Your tasks:
A: Translate this sentence from the 2012–13 KHL season article below into Spanish: "The league consisted of 26 teams from 7 countries for the first time."
B: Answer these questions using the 2012–13 KHL season article below.
(i) Who was the Finals MVP of the Gagarin Cup?
(ii) Which two teams played in the Lokomotiv Cup that opened the regular season?
(iii) What was the total regular-season attendance?

Text excerpt:
*-*-*

- League: Kontinental Hockey League
- Sport: Ice hockey
- Duration: 4 September 2012 – 17 April 2013
- Teams: 26
- Total attendance: 4,126,720 (Regular season)

Regular season
- Continental Cup winner: SKA Saint Petersburg
- Season MVP: Sergei Mozyakin
- Top scorer: Sergei Mozyakin

Playoffs
- Western champions: Dynamo Moscow
- Western runners-up: SKA Saint Petersburg
- Eastern champions: Traktor Chelyabinsk
- Eastern runners-up: Ak Bars Kazan

Gagarin Cup
- Champions: Dynamo Moscow
- Runners-up: Traktor Chelyabinsk
- Finals MVP: Alexander Eremenko Dynamo Moscow

KHL seasons
- ← 2011–122013–14 →

= 2012–13 KHL season =

The 2012–13 KHL season was the fifth season of the Kontinental Hockey League. The regular season began on 4 September with the Lokomotiv Cup between last year's finalists Dynamo Moscow and Avangard Omsk. The league consisted of 26 teams from 7 countries for the first time. Dynamo Moscow successfully defended their title after beating Traktor Chelyabinsk in the Gagarin Cup finals.

==Changes==

===Team changes===
After withdrawing from the previous season in the wake of the 2011 Lokomotiv Yaroslavl plane crash that killed the team's entire active roster, Lokomotiv Yaroslavl returned to the KHL with new players.

*-*-*

(Data extracted from a collection)
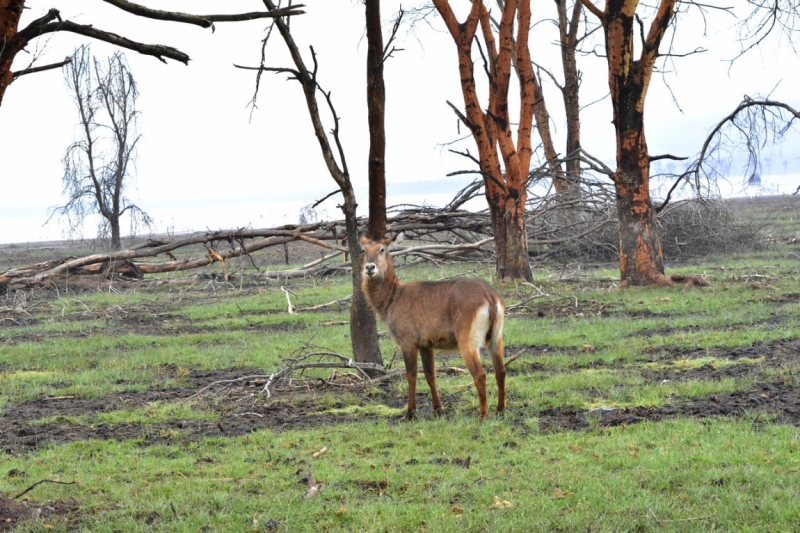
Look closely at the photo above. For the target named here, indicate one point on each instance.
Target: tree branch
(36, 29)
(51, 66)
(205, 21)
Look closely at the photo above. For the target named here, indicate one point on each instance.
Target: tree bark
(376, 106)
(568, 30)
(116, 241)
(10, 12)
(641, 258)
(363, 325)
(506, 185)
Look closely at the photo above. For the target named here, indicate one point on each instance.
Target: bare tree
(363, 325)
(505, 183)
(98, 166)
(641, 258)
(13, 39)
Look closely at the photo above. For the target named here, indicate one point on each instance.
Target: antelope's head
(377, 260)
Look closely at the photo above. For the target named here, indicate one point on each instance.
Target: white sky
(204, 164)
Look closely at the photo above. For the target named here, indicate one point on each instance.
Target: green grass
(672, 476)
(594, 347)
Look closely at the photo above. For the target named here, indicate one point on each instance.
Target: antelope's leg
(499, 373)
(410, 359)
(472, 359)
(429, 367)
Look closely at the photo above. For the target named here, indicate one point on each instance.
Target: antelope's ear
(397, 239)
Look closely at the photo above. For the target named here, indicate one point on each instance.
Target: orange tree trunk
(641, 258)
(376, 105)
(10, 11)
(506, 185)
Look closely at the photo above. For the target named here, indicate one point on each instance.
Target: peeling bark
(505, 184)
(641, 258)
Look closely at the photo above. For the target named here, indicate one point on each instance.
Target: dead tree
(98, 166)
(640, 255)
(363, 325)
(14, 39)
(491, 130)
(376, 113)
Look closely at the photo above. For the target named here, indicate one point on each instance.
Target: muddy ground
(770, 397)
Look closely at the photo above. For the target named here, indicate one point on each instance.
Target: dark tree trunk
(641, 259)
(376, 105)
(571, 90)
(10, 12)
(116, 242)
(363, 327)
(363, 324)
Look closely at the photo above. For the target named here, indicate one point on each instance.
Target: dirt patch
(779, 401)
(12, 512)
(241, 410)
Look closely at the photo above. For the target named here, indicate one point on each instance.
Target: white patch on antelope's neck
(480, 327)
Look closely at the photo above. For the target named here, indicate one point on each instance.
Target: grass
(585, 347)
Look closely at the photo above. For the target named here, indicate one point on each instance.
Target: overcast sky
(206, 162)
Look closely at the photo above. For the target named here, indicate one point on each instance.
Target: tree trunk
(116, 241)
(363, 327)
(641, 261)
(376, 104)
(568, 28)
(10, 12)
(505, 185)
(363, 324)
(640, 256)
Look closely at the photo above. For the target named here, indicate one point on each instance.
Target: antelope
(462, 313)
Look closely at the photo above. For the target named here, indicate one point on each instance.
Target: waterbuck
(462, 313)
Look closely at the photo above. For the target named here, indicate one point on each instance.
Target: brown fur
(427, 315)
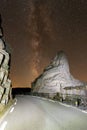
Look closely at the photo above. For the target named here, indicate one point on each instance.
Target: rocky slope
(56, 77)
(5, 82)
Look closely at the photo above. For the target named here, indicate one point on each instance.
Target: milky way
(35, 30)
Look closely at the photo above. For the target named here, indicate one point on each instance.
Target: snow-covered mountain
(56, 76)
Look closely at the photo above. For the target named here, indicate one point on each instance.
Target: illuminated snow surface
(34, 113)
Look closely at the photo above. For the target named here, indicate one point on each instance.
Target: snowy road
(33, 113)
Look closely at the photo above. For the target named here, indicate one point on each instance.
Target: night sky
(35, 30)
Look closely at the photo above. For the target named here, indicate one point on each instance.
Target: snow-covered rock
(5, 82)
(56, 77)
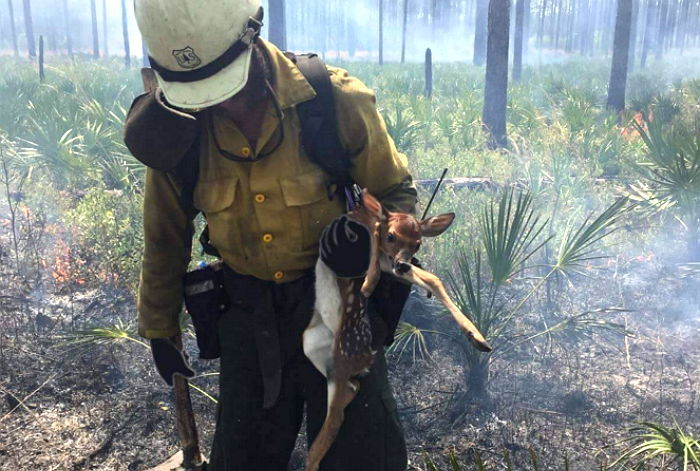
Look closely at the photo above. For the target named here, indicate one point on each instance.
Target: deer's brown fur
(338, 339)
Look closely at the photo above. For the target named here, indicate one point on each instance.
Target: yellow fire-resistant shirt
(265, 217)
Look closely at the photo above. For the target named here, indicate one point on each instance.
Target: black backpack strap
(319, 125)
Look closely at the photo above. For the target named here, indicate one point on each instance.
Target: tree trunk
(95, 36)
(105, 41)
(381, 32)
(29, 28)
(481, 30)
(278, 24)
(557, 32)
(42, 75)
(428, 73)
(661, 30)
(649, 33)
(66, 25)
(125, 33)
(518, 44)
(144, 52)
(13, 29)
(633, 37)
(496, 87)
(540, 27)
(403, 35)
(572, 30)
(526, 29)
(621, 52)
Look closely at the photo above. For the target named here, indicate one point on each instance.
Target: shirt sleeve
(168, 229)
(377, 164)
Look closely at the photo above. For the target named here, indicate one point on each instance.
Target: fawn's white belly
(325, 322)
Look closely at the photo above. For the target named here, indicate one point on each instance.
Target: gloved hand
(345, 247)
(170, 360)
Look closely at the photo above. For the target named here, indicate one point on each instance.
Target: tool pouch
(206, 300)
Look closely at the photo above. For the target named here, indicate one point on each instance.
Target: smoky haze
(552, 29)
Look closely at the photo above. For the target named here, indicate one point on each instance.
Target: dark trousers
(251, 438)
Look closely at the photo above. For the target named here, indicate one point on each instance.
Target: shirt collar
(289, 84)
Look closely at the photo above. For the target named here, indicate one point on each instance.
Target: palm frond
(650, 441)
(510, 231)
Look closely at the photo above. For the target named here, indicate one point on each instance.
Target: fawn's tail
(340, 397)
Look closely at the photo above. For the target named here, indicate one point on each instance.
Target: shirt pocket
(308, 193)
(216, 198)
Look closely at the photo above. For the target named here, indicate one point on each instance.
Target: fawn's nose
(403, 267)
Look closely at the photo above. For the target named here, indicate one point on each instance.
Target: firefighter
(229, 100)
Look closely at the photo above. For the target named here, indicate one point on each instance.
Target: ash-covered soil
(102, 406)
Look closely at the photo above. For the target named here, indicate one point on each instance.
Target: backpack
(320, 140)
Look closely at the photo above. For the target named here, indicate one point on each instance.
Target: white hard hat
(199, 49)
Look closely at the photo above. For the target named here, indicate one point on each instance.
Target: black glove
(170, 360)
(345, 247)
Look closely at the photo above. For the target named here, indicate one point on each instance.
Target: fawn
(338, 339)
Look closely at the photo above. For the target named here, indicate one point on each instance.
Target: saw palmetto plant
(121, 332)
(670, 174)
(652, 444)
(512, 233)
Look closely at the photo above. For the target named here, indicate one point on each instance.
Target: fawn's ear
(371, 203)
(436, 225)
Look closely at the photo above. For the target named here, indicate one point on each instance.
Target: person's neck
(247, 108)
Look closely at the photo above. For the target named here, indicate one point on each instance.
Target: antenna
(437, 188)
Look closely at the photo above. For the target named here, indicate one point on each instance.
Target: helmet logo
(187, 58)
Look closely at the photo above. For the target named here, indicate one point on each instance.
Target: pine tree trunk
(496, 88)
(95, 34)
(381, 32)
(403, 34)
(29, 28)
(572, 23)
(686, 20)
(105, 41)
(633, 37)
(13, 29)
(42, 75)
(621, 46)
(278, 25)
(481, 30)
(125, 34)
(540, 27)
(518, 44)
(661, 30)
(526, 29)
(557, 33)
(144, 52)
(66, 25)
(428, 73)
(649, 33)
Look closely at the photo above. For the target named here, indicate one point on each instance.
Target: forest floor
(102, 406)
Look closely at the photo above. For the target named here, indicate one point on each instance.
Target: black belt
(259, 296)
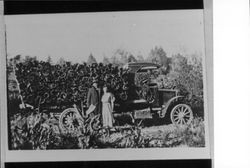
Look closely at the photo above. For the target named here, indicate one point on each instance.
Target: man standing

*-*-*

Answers to the exercise:
A: La liga estuvo compuesta por 26 equipos de 7 países por primera vez.

B:
(i) Alexander Eremenko of Dynamo Moscow
(ii) Dynamo Moscow and Avangard Omsk
(iii) 4,126,720